Stored dataset items
-- -- --

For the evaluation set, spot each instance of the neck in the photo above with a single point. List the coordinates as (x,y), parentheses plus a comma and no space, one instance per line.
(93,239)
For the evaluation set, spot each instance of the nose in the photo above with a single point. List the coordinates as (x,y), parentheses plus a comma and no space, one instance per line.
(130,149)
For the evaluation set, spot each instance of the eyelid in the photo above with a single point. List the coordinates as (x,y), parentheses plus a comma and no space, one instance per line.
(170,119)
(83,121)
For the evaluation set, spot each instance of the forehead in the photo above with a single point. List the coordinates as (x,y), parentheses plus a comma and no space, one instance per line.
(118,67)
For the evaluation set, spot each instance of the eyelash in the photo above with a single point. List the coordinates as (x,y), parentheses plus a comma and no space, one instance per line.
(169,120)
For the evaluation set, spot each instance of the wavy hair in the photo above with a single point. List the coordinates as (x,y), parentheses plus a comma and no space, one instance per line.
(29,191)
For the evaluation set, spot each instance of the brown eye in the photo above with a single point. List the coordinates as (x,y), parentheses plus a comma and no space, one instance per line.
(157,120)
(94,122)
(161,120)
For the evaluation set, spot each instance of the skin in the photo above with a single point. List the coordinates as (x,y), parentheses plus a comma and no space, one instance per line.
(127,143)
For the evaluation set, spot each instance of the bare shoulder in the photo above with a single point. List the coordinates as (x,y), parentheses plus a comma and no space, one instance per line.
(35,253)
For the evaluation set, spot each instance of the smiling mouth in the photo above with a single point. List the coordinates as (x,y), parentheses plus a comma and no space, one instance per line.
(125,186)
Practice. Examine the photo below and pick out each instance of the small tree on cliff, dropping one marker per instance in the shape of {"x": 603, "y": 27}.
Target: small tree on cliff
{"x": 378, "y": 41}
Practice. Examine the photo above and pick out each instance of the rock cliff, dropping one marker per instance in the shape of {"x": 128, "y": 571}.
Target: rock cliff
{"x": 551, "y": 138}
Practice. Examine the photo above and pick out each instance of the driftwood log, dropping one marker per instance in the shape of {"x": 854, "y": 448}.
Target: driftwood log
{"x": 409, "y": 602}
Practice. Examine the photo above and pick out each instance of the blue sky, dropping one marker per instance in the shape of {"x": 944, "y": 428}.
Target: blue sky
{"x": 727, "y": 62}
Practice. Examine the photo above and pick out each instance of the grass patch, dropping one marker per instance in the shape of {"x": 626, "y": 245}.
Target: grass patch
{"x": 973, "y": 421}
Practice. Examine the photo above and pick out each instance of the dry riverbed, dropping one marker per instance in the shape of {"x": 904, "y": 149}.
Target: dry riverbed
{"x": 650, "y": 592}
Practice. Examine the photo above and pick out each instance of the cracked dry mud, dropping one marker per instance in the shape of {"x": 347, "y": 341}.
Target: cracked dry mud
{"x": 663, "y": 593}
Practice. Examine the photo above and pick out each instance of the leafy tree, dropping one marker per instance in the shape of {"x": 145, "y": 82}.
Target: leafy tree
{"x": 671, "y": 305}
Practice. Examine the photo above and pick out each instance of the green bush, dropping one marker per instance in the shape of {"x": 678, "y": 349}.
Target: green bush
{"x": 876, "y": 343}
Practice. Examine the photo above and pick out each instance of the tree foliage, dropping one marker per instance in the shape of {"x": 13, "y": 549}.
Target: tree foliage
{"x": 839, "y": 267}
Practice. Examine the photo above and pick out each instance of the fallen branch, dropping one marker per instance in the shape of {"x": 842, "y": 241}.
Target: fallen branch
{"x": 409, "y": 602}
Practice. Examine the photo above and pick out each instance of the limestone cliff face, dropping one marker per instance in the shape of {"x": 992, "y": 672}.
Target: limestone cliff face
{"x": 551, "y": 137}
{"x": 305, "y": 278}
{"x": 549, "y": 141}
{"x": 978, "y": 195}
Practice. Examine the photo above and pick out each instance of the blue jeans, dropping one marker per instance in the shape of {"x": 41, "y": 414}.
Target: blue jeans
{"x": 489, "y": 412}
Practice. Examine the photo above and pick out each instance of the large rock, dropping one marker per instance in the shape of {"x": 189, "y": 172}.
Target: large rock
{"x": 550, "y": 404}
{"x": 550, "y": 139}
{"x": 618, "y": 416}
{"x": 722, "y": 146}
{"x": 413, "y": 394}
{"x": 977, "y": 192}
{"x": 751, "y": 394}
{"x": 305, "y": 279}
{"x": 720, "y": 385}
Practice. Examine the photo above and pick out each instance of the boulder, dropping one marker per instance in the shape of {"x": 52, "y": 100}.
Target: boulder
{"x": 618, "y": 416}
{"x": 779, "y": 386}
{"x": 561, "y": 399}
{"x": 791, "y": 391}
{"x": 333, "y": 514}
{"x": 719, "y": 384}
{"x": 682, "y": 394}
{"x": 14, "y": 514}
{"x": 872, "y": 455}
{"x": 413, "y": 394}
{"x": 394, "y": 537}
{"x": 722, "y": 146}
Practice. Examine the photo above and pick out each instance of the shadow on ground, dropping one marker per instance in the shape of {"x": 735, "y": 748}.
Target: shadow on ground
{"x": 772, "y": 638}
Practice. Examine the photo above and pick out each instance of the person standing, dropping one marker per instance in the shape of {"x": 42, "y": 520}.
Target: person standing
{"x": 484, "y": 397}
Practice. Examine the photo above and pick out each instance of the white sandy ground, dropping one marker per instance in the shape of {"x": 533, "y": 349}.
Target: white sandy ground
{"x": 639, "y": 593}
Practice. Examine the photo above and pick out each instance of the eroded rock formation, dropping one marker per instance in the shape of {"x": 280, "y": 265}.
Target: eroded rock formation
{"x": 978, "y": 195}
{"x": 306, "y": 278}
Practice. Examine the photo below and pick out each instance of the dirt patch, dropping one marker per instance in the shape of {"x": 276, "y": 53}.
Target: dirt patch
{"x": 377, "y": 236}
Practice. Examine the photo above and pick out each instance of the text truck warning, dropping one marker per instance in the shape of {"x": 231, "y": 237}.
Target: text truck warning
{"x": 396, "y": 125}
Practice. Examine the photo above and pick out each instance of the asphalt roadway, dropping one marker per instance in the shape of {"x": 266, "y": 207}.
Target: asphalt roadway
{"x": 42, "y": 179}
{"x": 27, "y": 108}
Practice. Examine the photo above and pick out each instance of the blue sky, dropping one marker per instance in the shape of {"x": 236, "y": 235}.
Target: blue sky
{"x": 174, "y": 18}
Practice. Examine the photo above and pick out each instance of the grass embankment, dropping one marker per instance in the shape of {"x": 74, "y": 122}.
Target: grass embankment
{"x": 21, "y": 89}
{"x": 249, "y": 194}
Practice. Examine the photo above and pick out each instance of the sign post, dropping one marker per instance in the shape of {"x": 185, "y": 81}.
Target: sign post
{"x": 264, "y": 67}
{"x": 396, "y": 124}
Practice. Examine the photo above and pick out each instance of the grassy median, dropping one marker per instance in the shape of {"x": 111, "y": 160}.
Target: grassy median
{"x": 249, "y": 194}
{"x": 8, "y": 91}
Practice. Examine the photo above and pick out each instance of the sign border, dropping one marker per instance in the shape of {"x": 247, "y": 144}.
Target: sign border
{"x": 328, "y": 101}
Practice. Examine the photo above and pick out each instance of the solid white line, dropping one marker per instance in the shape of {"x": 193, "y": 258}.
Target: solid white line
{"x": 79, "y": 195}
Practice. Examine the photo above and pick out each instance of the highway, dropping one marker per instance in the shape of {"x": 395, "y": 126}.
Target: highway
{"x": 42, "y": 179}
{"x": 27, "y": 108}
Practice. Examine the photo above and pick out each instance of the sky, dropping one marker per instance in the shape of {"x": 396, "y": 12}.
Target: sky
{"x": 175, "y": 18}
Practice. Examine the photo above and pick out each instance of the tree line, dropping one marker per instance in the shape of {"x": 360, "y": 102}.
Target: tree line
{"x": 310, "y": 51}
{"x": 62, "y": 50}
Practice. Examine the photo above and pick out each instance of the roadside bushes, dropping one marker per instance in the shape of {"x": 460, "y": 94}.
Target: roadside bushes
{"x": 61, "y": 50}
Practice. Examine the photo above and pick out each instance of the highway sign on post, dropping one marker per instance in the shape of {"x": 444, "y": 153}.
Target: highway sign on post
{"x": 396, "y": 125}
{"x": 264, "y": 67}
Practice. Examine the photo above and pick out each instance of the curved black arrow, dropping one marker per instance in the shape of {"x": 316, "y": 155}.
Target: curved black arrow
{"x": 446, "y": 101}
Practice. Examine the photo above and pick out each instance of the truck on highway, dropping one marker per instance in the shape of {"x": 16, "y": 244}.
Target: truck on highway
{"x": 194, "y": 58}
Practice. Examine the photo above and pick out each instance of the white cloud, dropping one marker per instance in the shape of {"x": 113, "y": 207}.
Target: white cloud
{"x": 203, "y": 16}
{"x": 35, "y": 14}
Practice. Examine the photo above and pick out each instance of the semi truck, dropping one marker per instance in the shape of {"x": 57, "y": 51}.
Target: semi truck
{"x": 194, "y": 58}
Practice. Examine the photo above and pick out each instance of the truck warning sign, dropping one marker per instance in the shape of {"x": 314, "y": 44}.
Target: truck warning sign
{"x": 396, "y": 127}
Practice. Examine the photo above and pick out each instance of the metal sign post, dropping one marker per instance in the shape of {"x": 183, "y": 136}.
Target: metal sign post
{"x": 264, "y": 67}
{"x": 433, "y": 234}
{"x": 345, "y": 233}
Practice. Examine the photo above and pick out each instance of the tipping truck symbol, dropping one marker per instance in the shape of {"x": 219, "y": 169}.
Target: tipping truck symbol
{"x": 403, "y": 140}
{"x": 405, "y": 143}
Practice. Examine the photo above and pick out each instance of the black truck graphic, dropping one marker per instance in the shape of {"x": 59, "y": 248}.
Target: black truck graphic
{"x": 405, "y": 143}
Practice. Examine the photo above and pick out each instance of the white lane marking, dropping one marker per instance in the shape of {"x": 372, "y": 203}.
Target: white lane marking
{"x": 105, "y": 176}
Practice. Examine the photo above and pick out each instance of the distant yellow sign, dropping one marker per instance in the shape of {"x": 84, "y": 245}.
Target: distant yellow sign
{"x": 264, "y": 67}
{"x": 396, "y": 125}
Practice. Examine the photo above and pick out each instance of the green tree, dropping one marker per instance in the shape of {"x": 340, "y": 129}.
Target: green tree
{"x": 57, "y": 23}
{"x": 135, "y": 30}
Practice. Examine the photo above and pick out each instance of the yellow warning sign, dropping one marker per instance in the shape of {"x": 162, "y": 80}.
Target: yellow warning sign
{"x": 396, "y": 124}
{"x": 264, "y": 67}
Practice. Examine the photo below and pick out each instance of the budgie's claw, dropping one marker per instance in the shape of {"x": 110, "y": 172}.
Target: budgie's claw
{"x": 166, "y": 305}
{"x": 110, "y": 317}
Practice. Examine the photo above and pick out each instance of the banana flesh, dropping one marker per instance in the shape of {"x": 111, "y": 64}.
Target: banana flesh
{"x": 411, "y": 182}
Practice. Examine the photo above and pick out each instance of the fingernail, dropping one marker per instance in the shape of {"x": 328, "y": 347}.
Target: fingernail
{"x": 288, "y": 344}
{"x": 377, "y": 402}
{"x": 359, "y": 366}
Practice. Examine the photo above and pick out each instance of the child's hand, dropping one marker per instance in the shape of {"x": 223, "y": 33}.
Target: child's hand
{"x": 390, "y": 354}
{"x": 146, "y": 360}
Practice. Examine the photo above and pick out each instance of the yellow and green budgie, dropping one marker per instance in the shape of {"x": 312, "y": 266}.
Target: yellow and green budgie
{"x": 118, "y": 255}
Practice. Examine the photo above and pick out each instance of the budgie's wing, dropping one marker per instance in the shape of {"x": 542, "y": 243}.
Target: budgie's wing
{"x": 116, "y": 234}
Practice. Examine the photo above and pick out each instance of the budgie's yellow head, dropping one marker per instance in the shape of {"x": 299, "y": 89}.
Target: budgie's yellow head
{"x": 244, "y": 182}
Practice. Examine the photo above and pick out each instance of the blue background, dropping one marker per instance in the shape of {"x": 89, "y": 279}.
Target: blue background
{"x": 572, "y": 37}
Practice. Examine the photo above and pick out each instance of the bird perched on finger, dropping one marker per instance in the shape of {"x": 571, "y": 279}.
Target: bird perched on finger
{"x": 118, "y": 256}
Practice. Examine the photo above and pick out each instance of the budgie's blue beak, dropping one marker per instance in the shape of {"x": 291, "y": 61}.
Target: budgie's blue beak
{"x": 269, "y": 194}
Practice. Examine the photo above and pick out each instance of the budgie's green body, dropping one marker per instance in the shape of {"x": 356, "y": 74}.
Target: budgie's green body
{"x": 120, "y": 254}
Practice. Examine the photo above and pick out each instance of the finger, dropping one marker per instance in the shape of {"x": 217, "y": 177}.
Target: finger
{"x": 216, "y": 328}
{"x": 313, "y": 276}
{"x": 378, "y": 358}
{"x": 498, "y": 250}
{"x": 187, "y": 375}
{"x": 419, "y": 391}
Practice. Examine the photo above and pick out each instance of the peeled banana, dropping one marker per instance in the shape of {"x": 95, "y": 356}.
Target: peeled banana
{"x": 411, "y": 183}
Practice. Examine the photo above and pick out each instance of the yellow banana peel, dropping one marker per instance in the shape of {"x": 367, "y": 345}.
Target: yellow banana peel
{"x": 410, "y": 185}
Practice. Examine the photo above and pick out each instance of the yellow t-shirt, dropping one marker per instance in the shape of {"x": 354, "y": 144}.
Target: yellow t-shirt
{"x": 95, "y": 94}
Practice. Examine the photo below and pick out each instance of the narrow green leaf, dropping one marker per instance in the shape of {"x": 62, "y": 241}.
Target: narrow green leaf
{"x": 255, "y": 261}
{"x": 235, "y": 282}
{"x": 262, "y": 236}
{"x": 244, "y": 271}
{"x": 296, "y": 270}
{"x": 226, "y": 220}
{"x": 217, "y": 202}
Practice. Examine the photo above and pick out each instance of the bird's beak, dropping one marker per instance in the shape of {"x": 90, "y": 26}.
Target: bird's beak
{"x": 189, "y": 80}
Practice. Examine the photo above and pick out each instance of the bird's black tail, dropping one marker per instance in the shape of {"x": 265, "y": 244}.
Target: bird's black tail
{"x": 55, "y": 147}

-- -- --

Brief:
Copy out the material above word for word, from the line containing "the finger, dropping" through the end of the material, including both ends.

Result below:
Practice. Examine the photo above and pick out each instance of the finger, dropping one marker per instance in the shape of {"x": 217, "y": 177}.
Target: finger
{"x": 216, "y": 328}
{"x": 313, "y": 276}
{"x": 378, "y": 358}
{"x": 498, "y": 250}
{"x": 187, "y": 375}
{"x": 419, "y": 391}
Practice. Examine the photo above and pick out each instance of the peeled banana, dropping one marker per instance in the shape of {"x": 95, "y": 356}.
Target: peeled banana
{"x": 411, "y": 183}
Practice. Examine the photo above and pick out each instance of the yellow banana peel, dropping one marker per instance in the shape of {"x": 367, "y": 345}.
Target: yellow banana peel
{"x": 410, "y": 185}
Practice. Examine the photo above and pick out each instance of the yellow t-shirt, dropping one marker per instance in the shape of {"x": 354, "y": 144}.
Target: yellow t-shirt
{"x": 95, "y": 94}
Practice. Examine the photo below and pick out each instance of the narrow green leaf, dropping one marker per instance in the shape of {"x": 62, "y": 241}.
Target: narrow green leaf
{"x": 255, "y": 261}
{"x": 235, "y": 282}
{"x": 262, "y": 236}
{"x": 244, "y": 271}
{"x": 296, "y": 270}
{"x": 226, "y": 220}
{"x": 217, "y": 202}
Practice. Examine the photo above and pick out each instance of the bird's beak, dropping one marker per instance in the shape of {"x": 90, "y": 26}.
Target: bird's beak
{"x": 189, "y": 80}
Practice. Examine the photo above and pick out each instance of the bird's black tail, dropping one marker per instance in the shape of {"x": 265, "y": 244}.
Target: bird's black tail
{"x": 55, "y": 147}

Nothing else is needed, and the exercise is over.